Yes, I think you should look at it in the buckets that we talked about. If you look at, again, Gases side, very stable. It's the model that you've seen. We don't see significant changes there. It's about continuing to service our customers and continuing to gain share as new projects come in. And I think we're well-positioned there. The advanced materials, that's very high margin area, that's where we want to grow. That's -- margins and returns would be above our corporate average, so very profitable, and that's going to drive a lot of our activities. That's not a capital-intensive area, that's an R&D-intensive area, and that's where we're spending our resources right now as we brought in DA Nano for the slurry business, but also developing a lot of new products. I think the question really comes down to the process. And on the delivery side, we're okay, it's not a lot of volatility. It's more the timing of the orders that we come in. It's the process materials. And I think the issue there is, get our house in order. I said we're not ready to talk about how we're going to position and what actions we're going to specifically take on specific products, because we have a good position on most of them, it's about not a radical change, it's about adjustments that we need to make. Once we have -- make those adjustments, we will be competitive, very competitive, and we will be in a position to sustain our business at very reasonable and acceptable margins for the type of investments that we're making.

David L. Begleiter - Deutsche Bank AG, Research Division

Okay. And just on the R&D side in Electronics, given the changes that are occurring away from PCs towards handheld, how's your product's position? How do you make sure you're positioned longer-term to make sure that you're not going to be on the outside looking in?

■ Set task 1 ■
Decide whether each statement agrees with the transcript, answering yes or no and quoting the words of the transcript that settle it. (a) The advanced materials area is described as capital-intensive. (b) The Gases side is described as very stable. (c) The speaker expects a radical change in process materials.
■ Set task 2 ■
Restate the paragraph of the transcript that begins "Yes, I think you should look at it" as a brief list, keeping its main facts.
The rows that follow come from a separate source.

■ Entries shown ■
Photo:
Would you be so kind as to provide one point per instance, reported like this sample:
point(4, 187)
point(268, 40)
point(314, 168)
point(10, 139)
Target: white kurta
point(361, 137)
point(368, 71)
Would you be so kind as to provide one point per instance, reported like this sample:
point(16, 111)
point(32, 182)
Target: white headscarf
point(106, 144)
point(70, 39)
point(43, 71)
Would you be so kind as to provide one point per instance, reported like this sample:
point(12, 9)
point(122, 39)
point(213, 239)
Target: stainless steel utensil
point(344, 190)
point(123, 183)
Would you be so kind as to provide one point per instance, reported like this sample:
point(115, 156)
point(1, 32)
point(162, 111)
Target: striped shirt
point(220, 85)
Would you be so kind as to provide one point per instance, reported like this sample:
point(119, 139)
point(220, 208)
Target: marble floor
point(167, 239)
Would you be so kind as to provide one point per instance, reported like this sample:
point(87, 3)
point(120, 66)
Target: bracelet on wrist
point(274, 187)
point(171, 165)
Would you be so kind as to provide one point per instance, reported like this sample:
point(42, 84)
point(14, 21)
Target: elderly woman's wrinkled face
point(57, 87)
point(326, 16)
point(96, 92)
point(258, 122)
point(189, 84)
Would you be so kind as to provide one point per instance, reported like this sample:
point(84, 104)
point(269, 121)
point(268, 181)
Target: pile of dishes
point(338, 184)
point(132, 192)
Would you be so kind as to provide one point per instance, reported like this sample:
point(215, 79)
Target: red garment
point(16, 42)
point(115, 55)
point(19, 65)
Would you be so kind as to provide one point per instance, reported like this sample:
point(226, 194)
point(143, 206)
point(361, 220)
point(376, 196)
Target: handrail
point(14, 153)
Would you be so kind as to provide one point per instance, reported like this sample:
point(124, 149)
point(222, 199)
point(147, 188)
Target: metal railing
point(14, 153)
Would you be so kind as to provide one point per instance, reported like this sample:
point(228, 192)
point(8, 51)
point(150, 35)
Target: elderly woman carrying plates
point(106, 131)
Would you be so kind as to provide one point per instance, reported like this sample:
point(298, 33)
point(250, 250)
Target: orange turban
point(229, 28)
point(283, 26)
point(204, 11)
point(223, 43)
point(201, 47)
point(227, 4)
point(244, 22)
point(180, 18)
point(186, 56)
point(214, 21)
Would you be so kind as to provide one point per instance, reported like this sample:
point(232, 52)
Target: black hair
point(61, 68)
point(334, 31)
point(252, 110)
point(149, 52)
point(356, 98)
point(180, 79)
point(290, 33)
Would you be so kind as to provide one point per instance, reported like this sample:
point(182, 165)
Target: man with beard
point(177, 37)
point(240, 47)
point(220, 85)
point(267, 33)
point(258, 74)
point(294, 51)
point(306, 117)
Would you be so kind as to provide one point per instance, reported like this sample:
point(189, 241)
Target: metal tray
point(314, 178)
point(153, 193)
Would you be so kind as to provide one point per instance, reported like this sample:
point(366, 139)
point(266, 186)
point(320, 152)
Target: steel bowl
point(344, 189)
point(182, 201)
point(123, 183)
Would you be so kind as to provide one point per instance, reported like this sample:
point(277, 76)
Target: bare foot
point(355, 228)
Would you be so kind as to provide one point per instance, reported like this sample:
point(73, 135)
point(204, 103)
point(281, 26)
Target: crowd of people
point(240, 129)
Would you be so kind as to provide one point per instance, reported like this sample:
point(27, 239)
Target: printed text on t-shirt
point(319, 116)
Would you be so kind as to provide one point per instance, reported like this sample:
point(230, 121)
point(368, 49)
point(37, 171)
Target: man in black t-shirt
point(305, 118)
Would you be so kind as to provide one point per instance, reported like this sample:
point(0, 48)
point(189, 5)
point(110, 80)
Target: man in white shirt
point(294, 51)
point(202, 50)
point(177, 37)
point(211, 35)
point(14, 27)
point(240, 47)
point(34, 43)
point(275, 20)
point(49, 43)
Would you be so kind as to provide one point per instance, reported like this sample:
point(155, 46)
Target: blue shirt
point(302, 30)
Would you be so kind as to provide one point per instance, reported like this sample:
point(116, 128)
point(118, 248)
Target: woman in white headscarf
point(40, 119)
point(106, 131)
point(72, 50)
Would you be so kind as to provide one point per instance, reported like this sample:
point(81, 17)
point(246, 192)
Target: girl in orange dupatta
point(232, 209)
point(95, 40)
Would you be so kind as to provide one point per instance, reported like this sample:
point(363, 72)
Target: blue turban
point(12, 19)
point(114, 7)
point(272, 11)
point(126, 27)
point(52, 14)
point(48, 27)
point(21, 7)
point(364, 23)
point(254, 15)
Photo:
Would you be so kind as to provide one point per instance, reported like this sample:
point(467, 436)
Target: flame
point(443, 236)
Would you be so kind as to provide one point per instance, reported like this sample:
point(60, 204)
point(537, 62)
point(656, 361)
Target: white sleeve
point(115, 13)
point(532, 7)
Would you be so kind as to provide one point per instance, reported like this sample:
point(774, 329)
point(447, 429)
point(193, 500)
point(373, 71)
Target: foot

■ Written reply 1 ■
(a) No: "That's not a capital-intensive area, that's an R&D-intensive area"
(b) Yes: "If you look at, again, Gases side, very stable."
(c) No: "it's about not a radical change, it's about adjustments that we need to make"

■ Written reply 2 ■
- Gases: very stable, with no significant changes expected. The focus is on continuing to serve customers and gaining share as new projects come in, and the business is well positioned.
- Advanced materials: a very high-margin area and the growth priority, with margins and returns above the corporate average. It is R&D-intensive rather than capital-intensive. Resources are going there now, including DA Nano, which was brought in for the slurry business, and the development of many new products.
- Delivery: not much volatility. The main factor is the timing of orders.
- Process materials: this is where the real question lies, and the task is to "get our house in order." No specific product actions are announced yet. The position is good on most products, and adjustments rather than radical change are needed. After those adjustments, the business should be very competitive and sustain reasonable, acceptable margins for the investments being made.